Exercise goal ▸ Although the data below holds other lines too, output only those from the line with "Target: dirt path" up to and including the line with "of the sneaker", exactly as they appear.

*** Opening of Provided entries ***

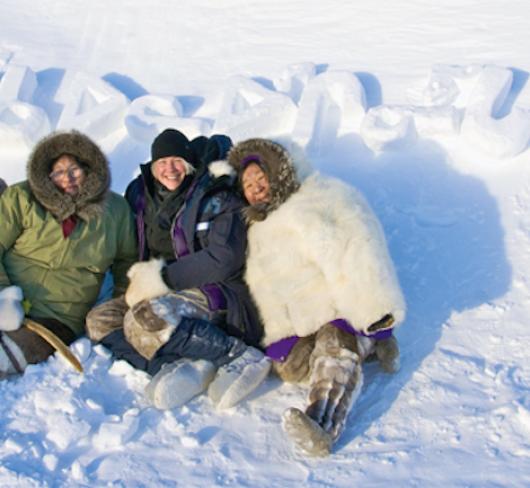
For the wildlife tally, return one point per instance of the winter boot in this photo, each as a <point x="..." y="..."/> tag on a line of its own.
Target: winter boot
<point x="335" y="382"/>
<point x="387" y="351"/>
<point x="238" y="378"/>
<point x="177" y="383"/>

*** Close of Provided entries ***
*** Opening of Provided entries ***

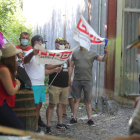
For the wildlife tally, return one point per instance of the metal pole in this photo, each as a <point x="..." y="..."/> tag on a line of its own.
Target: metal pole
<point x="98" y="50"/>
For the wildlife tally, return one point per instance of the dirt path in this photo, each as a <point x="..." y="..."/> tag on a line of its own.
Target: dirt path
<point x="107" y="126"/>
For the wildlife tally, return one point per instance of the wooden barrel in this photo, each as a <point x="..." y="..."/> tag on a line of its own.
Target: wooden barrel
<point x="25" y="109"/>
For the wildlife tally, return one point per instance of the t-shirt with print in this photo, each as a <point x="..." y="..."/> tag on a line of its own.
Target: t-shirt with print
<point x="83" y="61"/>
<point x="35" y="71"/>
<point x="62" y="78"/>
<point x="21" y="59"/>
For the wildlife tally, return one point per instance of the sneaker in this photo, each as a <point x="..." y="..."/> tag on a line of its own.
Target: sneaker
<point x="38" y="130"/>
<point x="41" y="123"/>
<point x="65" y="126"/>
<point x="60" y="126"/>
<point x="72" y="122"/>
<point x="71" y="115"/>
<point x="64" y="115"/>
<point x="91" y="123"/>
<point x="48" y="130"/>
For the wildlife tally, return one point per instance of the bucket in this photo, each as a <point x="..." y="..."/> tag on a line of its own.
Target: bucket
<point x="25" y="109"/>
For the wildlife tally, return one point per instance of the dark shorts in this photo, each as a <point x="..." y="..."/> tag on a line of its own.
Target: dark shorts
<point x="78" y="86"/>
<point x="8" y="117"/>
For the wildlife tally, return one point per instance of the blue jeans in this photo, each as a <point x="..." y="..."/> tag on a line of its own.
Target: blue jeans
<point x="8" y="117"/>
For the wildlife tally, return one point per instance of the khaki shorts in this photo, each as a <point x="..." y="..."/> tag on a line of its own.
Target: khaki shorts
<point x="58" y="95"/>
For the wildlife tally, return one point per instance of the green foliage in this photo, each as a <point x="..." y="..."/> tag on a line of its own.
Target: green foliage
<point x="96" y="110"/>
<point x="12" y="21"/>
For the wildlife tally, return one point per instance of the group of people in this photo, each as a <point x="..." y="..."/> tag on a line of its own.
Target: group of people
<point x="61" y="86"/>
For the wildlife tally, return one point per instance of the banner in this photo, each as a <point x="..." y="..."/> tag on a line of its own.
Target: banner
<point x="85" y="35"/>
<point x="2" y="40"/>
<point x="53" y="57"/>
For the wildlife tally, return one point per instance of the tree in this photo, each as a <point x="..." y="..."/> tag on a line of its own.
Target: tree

*** Close of Provided entries ***

Your response ▸
Target: dirt path
<point x="107" y="126"/>
For the wildlife tally, return one point per instance of the wooden barrel in this photo, each as a <point x="..." y="..."/> tag on a line of its own.
Target: wooden barrel
<point x="25" y="109"/>
For the wildlife tally, return one point per instance of the t-shirt with print in this photo, each as a <point x="..." y="..."/> tag on a line of its own.
Target: t-shirt with print
<point x="83" y="61"/>
<point x="35" y="71"/>
<point x="62" y="78"/>
<point x="21" y="59"/>
For the wildlife tally, return one point per instance of the sneaker in this photo, each as a <point x="..." y="..."/> tag on a line of its own.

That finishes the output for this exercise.